##### DOKUMENT

Hongkong liegt sehr schön am Berge, ist englische Kolonie und Haupthandelshafen für die schwere Kanton-Seide. Für Dich habe ich eine weißseidene Bluse gekauft (d. h. Stoff hierzu), mit echter Handstickerei. Jedenfalls wird Dir der Stoff gefallen, er fand den Beifall sämtlicher Damen an Bord. Mit der Verteilung der Stickerei musst Du aufpassen, es sind: zwei Rückenstücke, zwei Seitenstücke, zwei Vorderstücke, ein Kragen und zwei Ärmelstücke. Lass Dir nur bald die Bluse (so bin in der Damengarderobe nicht bewandert) machen und schreibe mir, ob sie Dir gefällt, dann werde ich auch ´mal eine farbige Bluse mit Stickerei kaufen. Welche Farben liebst Du am meisten? Ich schicke Dir den Stoff durch meinen Kameraden, den ich hier ablöse. Er schickt sie Dir dann per Post.
Am 21. machte ich das Hochzeitsmahl von Fräulein Iffland, jetzt Frau Basse mit. Im vornehmsten Hotel – Hongkong-Hotel – war eine nette Tafel gedeckt, das Diner zählte „nur“ 32 Gänge; es war kaum zum Durchkommen. Hierzu gab es neben den besten Rot- und Weißweinen nachher nur Sekt – echten französischen. – Jedenfalls war die Feier ganz nett. Außer mir war noch der Kapitän des Schiffes, ein Korvettenkapitän (der Kommandant S.M.S. „TIGER“) und der Oberassistenzsarzt, Dr. Mann geladen. Herr Basse steht in chinesischen Diensten, ist der Direktor des chinesischen Arsenals in Shanghai, nebenbei chinesischer General mit dem Titel Exzellenz und Inhaber der höchsten chinesischen Orden, neben einigen preußischen. Seit 20 Jahren in China steht er in bedeutendem Ansehen bei der chinesischen Regierung. Ich werde in Shanghai viel im Hause dieses jungen Ehepaares verkehren. Abgesehen von seiner hohen sozialen Stellung ist er ein sehr reicher Mann. – Bei der kleinen Feier haben wir vielmals auf Dein Wohl getrunken. Haben Dir nicht die Ohren geklungen? – Nun sind wir auf der Reise nach Shanghai, wo wir am Sonntag ankommen. Ich steige aus und bleibe einige Wochen in Shanghai. – Das Wetter ist etwas bewegt, so dass das Schiff immerhin ganz nette Bewegungen macht, jedoch ist es noch zum Ertragen. Adieu, für heute…, morgen mehr.

##########
##### MATERIALAUSZUG

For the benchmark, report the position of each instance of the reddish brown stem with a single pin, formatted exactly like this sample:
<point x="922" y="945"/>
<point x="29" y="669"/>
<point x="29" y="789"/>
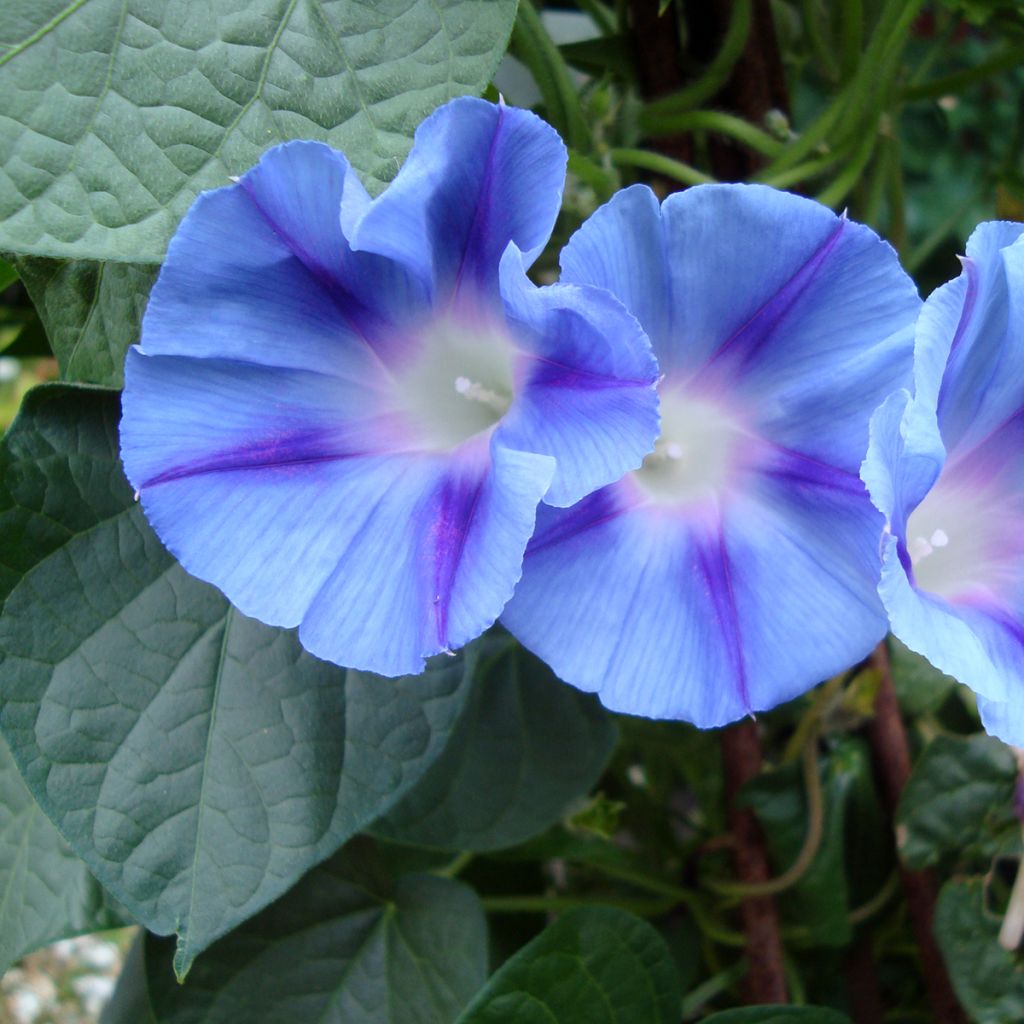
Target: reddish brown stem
<point x="891" y="755"/>
<point x="741" y="761"/>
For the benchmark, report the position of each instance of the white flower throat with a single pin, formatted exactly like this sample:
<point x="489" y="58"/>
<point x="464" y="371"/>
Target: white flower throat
<point x="461" y="385"/>
<point x="696" y="454"/>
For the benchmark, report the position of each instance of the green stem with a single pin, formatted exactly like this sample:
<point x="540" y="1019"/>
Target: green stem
<point x="713" y="121"/>
<point x="812" y="841"/>
<point x="665" y="166"/>
<point x="841" y="187"/>
<point x="810" y="15"/>
<point x="717" y="73"/>
<point x="708" y="990"/>
<point x="1013" y="56"/>
<point x="531" y="44"/>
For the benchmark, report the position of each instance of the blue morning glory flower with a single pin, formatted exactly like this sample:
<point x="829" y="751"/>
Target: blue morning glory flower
<point x="738" y="566"/>
<point x="946" y="467"/>
<point x="343" y="411"/>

##########

## ARBEITSAUFTRAG 1
Stimmen die folgenden Aussagen mit dem Brief überein? Antworte jeweils mit Ja oder Nein und zitiere die entscheidenden Worte des Briefs wörtlich.
(a) Das Diner im Hongkong-Hotel hatte 32 Gänge.
(b) Herr Basse ist Direktor des chinesischen Arsenals in Hongkong.
(c) Herr Basse lebt seit 20 Jahren in China.
## ARBEITSAUFTRAG 2
Gib aus dem Brief den Abschnitt zwischen „Hongkong liegt sehr“ und „dann per Post.“ einschließlich dieser beiden Stellen wörtlich wieder.
## ARBEITSAUFTRAG 3
Zähle alle Stücke mit Anzahl auf, die laut Brief zur Stickerei der Bluse gehören.

## SCHRIFTLICHE ANTWORT 1
(a) Ja: „das Diner zählte „nur“ 32 Gänge“
(b) Nein: „ist der Direktor des chinesischen Arsenals in Shanghai“
(c) Ja: „Seit 20 Jahren in China“

## SCHRIFTLICHE ANTWORT 2
Hongkong liegt sehr schön am Berge, ist englische Kolonie und Haupthandelshafen für die schwere Kanton-Seide. Für Dich habe ich eine weißseidene Bluse gekauft (d. h. Stoff hierzu), mit echter Handstickerei. Jedenfalls wird Dir der Stoff gefallen, er fand den Beifall sämtlicher Damen an Bord. Mit der Verteilung der Stickerei musst Du aufpassen, es sind: zwei Rückenstücke, zwei Seitenstücke, zwei Vorderstücke, ein Kragen und zwei Ärmelstücke. Lass Dir nur bald die Bluse (so bin in der Damengarderobe nicht bewandert) machen und schreibe mir, ob sie Dir gefällt, dann werde ich auch ´mal eine farbige Bluse mit Stickerei kaufen. Welche Farben liebst Du am meisten? Ich schicke Dir den Stoff durch meinen Kameraden, den ich hier ablöse. Er schickt sie Dir dann per Post.

## SCHRIFTLICHE ANTWORT 3
- zwei Rückenstücke
- zwei Seitenstücke
- zwei Vorderstücke
- ein Kragen
- zwei Ärmelstücke